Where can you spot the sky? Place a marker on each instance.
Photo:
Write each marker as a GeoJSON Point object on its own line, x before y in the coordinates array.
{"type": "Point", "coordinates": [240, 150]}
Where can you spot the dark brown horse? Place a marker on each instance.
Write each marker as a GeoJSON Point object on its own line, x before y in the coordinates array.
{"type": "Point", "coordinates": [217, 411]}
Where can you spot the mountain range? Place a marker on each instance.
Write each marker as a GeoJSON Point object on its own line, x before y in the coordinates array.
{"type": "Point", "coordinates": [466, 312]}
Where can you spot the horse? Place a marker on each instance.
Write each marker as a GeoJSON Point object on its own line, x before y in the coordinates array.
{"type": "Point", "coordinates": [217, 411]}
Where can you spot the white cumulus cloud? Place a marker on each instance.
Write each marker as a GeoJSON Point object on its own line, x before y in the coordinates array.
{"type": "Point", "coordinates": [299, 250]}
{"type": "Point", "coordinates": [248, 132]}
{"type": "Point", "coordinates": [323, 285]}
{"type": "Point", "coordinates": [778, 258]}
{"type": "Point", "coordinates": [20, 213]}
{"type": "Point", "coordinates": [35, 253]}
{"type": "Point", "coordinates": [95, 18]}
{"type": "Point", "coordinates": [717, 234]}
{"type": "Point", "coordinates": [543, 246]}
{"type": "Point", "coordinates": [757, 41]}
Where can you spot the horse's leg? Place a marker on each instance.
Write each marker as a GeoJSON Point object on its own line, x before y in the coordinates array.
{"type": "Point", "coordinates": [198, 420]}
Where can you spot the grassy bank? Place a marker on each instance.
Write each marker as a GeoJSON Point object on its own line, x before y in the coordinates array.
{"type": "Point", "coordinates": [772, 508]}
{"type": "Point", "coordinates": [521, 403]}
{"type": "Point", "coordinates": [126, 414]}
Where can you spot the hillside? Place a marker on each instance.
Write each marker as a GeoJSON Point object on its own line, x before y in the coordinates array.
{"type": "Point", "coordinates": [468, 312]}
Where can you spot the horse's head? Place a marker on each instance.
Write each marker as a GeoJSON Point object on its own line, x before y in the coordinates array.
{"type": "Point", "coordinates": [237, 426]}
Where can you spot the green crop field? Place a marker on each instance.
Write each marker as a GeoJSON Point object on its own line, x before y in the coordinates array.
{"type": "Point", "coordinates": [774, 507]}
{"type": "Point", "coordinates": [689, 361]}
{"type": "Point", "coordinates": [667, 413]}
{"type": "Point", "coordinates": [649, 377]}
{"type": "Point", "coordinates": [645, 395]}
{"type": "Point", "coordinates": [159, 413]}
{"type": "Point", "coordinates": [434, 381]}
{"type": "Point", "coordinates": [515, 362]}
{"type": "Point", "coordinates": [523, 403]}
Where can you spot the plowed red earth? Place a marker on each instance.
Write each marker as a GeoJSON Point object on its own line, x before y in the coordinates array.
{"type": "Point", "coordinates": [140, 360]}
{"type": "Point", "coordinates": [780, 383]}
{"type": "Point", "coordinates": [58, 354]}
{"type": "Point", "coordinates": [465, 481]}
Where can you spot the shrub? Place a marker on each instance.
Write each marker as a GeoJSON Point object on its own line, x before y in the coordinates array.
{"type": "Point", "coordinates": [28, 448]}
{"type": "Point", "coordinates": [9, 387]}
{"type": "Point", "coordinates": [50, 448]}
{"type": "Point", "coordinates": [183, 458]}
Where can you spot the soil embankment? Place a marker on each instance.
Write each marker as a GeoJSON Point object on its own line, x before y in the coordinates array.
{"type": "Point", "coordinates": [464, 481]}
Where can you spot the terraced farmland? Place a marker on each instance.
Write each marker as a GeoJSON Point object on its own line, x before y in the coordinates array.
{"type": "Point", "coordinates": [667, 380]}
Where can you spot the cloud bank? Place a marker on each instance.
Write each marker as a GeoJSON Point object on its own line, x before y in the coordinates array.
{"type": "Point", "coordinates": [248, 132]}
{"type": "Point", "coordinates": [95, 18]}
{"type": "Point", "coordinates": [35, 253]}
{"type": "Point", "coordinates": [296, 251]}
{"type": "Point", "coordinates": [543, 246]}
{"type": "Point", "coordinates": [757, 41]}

**REQUIRED WORK:**
Can you rewrite every line of the listing from the line holding "Where can you spot the terraced" through the end of the listing, inclusive, with the requests included, and add 24 to each coordinate value in the answers?

**TASK OUTPUT:**
Where can you spot the terraced farmland? Place a marker on each instance.
Write each marker as a GeoJSON Point object on its own line, x before y in the coordinates array.
{"type": "Point", "coordinates": [691, 404]}
Where can you spot the cloud bank? Place a marker on each instance.
Write each marker as a GeoJSON Point object on its own line, x before y in the coordinates array.
{"type": "Point", "coordinates": [272, 156]}
{"type": "Point", "coordinates": [119, 42]}
{"type": "Point", "coordinates": [59, 277]}
{"type": "Point", "coordinates": [320, 275]}
{"type": "Point", "coordinates": [567, 270]}
{"type": "Point", "coordinates": [781, 65]}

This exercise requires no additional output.